**Written problem 1**
In the mailing-list thread on pg_dump and thousands of schemas, what does Claudio Freire identify as a key bottleneck in pg_upgrade?
**Written problem 2**
Quote the pg_dump mailing-list thread verbatim, starting with "2012-05-31 Thread Claudio" and going on through "(ie, partial dumps).".
**Written problem 3**
Extend the pg_dump mailing-list thread past its last line.

**Document**
......

FYI, that is the pg_upgrade use-case, and pg_dump/restore time is
reportedly taking the majority of time in many cases.

-- 
  Bruce Momjian  http://momjian.us
  EnterpriseDB http://enterprisedb.com

  + It's impossible for everything to be true. +

-- 
Sent via pgsql-performance mailing list (pgsql-performance@postgresql.org)
To make changes to your subscription:
http://www.postgresql.org/mailpref/pgsql-performance


Re: [HACKERS] [PERFORM] pg_dump and thousands of schemas

2012-05-31 Thread Claudio Freire
On Thu, May 31, 2012 at 11:50 AM, Tom Lane  wrote:
> The performance patches we applied to pg_dump over the past couple weeks
> were meant to relieve pain in situations where the big server-side
> lossage wasn't the dominant factor in runtime (ie, partial dumps).
> But this one is targeting exactly that area, which is why it looks like
> a band-aid and not a fix to me.

No, Tatsuo's patch attacks a phase dominated by latency in some
setups. That it's also becoming slow currently because of the locking
cost is irrelevant, with locking sped up, the patch should only
improve the phase even further. Imagine the current timeline:

* = locking
. = waiting

*.*.**.**.***.***...*.

Tatsuo's patch converts it to:

*.**

The locking fix would turn the timeline into:

*.*.*.*.*.*.*

Tatsuo's patch would turn that into:

***

And, as noted before, pg_dump --schema-only is a key bottleneck in pg_upgrade.

-- 
Sent via pgsql-performance mailing list (pgsql-performance@postgresql.org)
To make changes to your subscription:
http://www.postgresql.org/mailpref/pgsql-performance


Re: [HACKERS] [PERFORM] pg_dump and thousands of schemas

2012-05-31 Thread Robert Haas
On Thu, May 31, 2012 at 10:50 AM, Tom Lane  wrote:
> Robert Haas  writes:
>> On Thu, May 31, 2012 at 10:31 AM, Tom Lane  wrote:
>>> I'm not; Jeff Janes is.  But you shouldn't be holding your breath
>>> anyway, since it's 9.3 material at this point.

......

**Given material**
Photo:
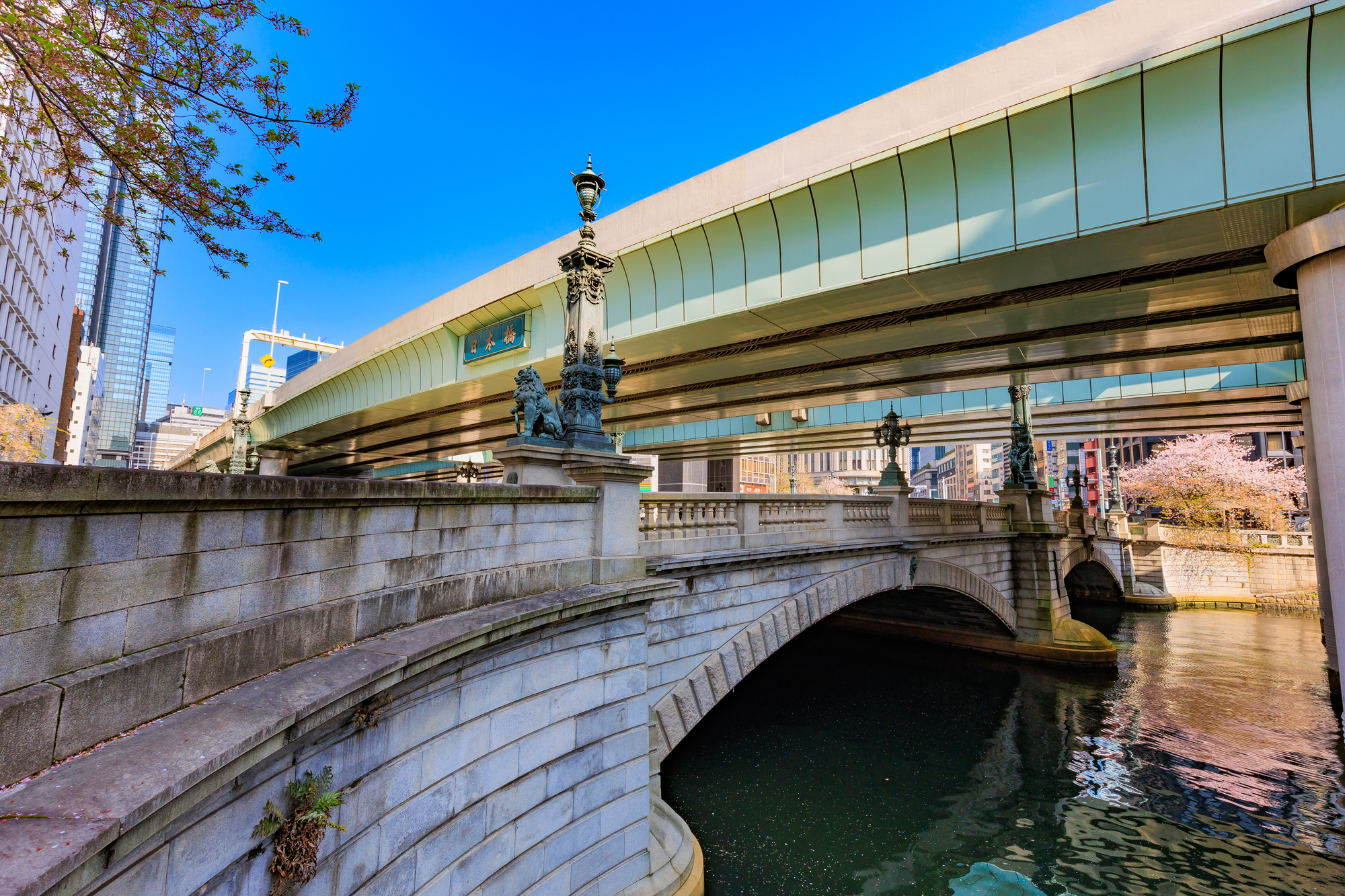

......

**Exercise result 1**
pg_dump --schema-only

**Exercise result 2**
2012-05-31 Thread Claudio Freire
On Thu, May 31, 2012 at 11:50 AM, Tom Lane  wrote:
> The performance patches we applied to pg_dump over the past couple weeks
> were meant to relieve pain in situations where the big server-side
> lossage wasn't the dominant factor in runtime (ie, partial dumps).

**Exercise result 3**
>
>> I agree we can't back-patch that change, but then I think we ought to
>> consider back-patching some variant of Tatsuo's patch.  Maybe it's not
>> reasonable to thunk an arbitrary number of relation names in there on
>> one line, but how about 1000 relations per LOCK statement or so?  I
>> guess we'd need to see how much that erodes the benefit, but we've
>> certainly done back-branch rearrangements in pg_dump in the past to
>> fix various kinds of issues, and this is pretty non-invasive.
>
> I am not convinced either that this patch will still be useful after
> Jeff's fix goes in, ...

But people on older branches are not going to GET Jeff's fix.

> or that it provides any meaningful savings when
> you consider a complete pg_dump run.  Yeah, it will make the lock
> acquisition phase faster, but that's not a big part of the runtime
> except in very limited scenarios (--schema-only, perhaps).

That is not a borderline scenario, as others have also pointed out.

-- 
Robert Haas
EnterpriseDB: http://www.enterprisedb.com
The Enterprise PostgreSQL Company

-- 
Sent via pgsql-performance mailing list (pgsql-performance@postgresql.org)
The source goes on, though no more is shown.